DATA PROVIDED ->
──────────

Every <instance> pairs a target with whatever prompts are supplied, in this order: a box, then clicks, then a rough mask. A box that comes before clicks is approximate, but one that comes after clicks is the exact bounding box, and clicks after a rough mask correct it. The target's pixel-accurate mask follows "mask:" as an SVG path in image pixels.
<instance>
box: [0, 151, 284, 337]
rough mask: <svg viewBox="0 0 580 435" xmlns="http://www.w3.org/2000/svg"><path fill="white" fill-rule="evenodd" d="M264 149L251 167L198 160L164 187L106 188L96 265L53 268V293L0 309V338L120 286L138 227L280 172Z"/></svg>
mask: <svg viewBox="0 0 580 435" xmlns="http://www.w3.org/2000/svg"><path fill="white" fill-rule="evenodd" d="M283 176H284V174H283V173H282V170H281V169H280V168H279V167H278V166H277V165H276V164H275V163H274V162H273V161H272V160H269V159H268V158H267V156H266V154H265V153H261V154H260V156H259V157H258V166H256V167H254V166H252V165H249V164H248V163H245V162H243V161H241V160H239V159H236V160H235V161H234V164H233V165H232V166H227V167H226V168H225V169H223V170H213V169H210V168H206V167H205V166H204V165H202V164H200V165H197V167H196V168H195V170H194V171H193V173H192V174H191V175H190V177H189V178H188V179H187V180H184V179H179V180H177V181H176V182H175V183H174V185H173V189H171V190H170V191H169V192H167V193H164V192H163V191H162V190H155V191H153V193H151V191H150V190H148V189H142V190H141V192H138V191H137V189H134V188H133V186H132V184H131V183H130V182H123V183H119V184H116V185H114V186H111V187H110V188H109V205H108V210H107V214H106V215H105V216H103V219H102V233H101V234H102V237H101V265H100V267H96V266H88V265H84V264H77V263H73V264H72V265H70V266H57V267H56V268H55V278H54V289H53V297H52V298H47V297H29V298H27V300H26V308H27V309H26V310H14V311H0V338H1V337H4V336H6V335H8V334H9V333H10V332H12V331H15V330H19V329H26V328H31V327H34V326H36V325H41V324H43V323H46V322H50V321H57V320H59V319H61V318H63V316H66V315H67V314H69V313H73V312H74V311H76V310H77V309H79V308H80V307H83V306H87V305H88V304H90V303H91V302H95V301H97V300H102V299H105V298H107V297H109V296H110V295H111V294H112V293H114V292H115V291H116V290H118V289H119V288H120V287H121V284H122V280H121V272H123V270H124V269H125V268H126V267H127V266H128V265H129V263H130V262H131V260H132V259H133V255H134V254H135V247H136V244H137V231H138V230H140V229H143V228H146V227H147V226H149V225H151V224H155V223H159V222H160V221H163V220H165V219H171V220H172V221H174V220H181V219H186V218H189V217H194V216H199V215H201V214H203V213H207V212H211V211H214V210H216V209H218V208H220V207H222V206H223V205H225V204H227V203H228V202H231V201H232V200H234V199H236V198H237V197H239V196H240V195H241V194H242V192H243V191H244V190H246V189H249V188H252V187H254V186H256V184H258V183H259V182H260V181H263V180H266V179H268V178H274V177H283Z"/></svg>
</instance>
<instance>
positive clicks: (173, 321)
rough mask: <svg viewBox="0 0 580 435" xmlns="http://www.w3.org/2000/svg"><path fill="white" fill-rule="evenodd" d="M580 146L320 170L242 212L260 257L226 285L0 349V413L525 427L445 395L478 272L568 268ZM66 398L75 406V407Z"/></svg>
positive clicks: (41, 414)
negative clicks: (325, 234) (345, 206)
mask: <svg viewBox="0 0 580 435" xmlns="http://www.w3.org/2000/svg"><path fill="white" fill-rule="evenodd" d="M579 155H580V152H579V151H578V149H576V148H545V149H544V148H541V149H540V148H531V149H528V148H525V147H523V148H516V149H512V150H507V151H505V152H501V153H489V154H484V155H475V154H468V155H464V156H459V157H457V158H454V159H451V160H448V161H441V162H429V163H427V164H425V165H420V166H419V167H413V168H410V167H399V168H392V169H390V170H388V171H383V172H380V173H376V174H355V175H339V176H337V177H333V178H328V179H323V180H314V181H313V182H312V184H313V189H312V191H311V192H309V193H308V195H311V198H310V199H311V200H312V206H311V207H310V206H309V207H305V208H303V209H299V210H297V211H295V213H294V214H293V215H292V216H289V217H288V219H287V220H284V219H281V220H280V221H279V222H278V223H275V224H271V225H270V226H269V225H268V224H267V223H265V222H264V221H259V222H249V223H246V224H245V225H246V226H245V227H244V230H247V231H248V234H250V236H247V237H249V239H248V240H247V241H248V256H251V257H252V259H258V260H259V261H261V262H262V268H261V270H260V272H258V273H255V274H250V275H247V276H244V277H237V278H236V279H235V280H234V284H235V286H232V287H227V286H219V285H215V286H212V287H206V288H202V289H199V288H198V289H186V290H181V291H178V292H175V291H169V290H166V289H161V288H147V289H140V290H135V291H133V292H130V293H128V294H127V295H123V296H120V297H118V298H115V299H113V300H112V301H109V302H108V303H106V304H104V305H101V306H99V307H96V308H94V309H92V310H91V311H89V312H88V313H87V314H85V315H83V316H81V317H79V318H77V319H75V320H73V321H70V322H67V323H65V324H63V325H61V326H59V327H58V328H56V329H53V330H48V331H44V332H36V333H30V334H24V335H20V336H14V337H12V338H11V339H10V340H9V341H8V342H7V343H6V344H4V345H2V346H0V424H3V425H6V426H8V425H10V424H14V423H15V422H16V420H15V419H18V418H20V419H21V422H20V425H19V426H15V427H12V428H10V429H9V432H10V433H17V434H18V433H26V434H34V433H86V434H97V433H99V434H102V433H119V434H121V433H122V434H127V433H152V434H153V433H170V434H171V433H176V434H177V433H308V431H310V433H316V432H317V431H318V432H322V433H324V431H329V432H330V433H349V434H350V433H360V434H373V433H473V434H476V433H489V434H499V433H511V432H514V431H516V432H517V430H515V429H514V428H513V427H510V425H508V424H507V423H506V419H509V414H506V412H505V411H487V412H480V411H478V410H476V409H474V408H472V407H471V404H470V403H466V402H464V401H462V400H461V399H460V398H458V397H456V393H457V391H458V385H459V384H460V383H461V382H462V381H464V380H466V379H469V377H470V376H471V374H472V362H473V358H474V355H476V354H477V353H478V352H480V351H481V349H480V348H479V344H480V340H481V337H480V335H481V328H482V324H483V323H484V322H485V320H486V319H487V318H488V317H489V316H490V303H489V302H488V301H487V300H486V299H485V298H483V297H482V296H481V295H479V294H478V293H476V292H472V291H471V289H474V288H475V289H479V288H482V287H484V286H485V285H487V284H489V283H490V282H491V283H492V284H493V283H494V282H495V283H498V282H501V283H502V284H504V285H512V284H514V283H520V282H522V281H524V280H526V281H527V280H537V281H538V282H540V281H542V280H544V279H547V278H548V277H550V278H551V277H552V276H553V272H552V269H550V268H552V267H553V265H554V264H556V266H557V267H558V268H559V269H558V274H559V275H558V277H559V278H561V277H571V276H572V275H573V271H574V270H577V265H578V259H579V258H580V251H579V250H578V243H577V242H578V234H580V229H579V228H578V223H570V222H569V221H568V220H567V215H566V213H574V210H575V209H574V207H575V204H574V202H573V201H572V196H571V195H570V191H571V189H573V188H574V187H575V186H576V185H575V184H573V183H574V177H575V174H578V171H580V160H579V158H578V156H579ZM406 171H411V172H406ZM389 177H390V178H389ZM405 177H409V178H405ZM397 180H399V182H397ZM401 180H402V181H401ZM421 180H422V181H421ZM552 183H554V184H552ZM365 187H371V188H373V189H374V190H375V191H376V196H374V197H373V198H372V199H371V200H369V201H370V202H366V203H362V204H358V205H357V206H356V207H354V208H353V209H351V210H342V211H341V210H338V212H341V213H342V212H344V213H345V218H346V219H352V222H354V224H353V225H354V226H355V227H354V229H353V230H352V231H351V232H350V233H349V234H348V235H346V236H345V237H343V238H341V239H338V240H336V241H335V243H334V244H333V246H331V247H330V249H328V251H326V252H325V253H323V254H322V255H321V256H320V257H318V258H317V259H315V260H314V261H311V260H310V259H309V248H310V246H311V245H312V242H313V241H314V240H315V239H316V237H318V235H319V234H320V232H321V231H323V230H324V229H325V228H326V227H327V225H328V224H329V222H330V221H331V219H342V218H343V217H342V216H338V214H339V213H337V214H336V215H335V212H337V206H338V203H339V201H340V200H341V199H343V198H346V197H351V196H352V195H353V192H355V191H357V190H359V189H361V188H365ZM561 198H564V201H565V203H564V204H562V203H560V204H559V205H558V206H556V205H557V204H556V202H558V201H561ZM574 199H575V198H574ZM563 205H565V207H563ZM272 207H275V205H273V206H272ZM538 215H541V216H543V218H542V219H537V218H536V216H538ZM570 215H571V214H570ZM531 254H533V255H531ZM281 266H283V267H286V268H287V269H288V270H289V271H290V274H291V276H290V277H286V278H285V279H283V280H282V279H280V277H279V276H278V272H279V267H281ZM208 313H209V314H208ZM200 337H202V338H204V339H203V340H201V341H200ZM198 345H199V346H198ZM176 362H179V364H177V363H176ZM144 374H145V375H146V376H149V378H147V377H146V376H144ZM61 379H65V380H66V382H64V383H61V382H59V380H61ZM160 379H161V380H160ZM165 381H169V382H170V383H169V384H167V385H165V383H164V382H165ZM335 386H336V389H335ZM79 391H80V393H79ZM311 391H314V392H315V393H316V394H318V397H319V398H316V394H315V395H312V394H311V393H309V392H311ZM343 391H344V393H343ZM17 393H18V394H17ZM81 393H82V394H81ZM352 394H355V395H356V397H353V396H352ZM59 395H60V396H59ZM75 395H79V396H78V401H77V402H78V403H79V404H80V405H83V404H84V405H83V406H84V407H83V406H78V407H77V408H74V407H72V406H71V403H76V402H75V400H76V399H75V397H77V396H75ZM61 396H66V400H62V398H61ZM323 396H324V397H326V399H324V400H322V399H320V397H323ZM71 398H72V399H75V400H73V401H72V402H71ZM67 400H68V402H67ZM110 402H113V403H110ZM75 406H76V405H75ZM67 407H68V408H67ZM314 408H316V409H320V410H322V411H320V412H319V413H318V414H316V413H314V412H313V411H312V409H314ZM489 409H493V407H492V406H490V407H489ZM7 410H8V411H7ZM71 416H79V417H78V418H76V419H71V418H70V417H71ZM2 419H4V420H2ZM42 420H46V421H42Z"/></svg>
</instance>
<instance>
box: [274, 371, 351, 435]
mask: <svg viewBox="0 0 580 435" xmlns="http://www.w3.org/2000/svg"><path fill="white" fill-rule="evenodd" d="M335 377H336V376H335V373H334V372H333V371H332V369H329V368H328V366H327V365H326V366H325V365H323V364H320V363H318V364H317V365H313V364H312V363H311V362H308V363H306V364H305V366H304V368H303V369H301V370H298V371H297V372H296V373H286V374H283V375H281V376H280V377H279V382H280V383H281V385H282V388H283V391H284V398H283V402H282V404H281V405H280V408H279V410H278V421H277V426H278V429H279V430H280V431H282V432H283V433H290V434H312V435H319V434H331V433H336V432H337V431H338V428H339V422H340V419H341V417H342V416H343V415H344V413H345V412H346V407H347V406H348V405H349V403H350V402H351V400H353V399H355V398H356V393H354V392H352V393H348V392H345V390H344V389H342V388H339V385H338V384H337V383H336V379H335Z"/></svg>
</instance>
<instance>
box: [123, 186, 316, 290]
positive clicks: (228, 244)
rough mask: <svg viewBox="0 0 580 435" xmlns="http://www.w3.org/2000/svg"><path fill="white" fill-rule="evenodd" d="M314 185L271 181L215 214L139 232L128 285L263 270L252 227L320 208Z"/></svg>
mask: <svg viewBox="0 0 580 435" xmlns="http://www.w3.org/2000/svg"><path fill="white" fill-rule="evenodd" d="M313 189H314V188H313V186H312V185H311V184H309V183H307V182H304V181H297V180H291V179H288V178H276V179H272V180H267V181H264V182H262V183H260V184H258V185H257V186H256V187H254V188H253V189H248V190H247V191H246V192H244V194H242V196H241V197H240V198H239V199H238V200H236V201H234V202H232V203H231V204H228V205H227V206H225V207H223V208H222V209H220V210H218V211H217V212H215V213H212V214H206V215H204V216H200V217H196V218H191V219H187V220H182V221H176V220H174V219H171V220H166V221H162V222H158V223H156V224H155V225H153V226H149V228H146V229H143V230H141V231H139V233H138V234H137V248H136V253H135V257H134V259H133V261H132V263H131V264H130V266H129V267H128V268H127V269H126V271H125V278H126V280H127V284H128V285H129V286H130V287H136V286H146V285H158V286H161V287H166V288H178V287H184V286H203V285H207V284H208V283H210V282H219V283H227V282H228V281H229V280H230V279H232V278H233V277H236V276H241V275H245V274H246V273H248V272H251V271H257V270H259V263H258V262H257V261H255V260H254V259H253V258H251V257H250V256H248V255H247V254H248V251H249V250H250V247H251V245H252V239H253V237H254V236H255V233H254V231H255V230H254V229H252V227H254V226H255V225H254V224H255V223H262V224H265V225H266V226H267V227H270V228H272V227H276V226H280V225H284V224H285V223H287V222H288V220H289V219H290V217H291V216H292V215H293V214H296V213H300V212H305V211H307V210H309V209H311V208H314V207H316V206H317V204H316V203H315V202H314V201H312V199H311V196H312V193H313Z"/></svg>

──────────

YOUR ASSIGNMENT ->
The response should be the listing above, limited to the lines between the one holding "positive clicks: (173, 321)" and the one holding "positive clicks: (41, 414)", inclusive, reproduced exactly.

EXERCISE RESULT ->
positive clicks: (173, 321)
rough mask: <svg viewBox="0 0 580 435" xmlns="http://www.w3.org/2000/svg"><path fill="white" fill-rule="evenodd" d="M580 146L320 170L242 212L260 257L226 285L0 349V413L525 427L445 395L478 272L568 268ZM66 398L75 406V407Z"/></svg>
positive clicks: (41, 414)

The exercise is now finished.